DATA SHOWN START
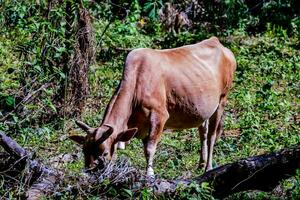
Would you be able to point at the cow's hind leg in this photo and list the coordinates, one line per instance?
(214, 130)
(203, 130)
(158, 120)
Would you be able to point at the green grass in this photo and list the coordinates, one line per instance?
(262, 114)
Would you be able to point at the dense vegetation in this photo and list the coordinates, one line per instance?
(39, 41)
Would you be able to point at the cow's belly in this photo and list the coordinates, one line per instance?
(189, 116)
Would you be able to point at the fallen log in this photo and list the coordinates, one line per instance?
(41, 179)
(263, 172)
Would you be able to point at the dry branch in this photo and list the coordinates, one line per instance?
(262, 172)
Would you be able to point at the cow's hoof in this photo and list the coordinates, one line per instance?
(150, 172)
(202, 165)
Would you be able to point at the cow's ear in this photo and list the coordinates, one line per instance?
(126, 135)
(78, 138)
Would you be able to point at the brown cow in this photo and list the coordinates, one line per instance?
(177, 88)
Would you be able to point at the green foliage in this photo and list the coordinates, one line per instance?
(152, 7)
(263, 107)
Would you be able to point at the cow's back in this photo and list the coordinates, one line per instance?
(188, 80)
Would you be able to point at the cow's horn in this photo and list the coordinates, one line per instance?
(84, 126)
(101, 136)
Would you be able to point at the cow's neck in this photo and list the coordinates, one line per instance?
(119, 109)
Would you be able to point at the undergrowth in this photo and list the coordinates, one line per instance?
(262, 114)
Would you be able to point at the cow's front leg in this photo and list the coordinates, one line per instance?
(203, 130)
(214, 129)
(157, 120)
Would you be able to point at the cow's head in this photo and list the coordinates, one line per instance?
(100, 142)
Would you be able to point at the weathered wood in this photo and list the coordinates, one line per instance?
DATA SHOWN END
In full and without error, repeat the listing above, omitting its images.

**EXERCISE SOLUTION**
Would you be able to point at the cow's hind leg in this photo and list the coordinates, one line per instance?
(214, 130)
(203, 130)
(158, 120)
Would you be able to point at the green grass in this photo and list the coordinates, one line per instance?
(262, 114)
Would you be able to point at the dense vegetation in this photo and list the coordinates, one line per instance?
(39, 41)
Would you be able to point at the cow's belly in this photo and list the coordinates, one line per instance?
(189, 116)
Would you be able to point at the fallen log in this photo and list the coordinates, one line per instance?
(41, 179)
(263, 172)
Would you be able to point at the dry branch in this photo and list the coordinates, one line per instance?
(262, 172)
Would you be able to point at the cow's hoof in this photo and list the coordinates, one line per instance?
(150, 172)
(202, 165)
Would you be able to point at the cow's ear in this photo and list the coordinates, one line per instance?
(126, 135)
(78, 138)
Would you be able to point at the brown cow in this photo and list the coordinates, one line per instance?
(177, 88)
Would you be able to point at the green foliage in this photo and list the coordinates, one line per instance?
(152, 7)
(263, 107)
Would you be able to point at the cow's back in this photo and list the coordinates, one line per instance?
(188, 80)
Would you be able to point at the cow's horn in this photo and list the coordinates, one line per instance?
(84, 126)
(101, 136)
Would you be able to point at the cow's neck in this photo and list the coordinates, one line per instance?
(119, 109)
Would you be able to point at the undergrowth in this photo and list the coordinates, one line per instance?
(262, 114)
Would you be able to point at the cow's front leg in this photo and list the coordinates, one line per instance?
(203, 130)
(214, 129)
(157, 120)
Would you be able to point at the cow's head in this photo and list the coordinates, one line per instance?
(100, 142)
Would you be able to point at the weathered wood in this photo and list the coordinates, one line per instance?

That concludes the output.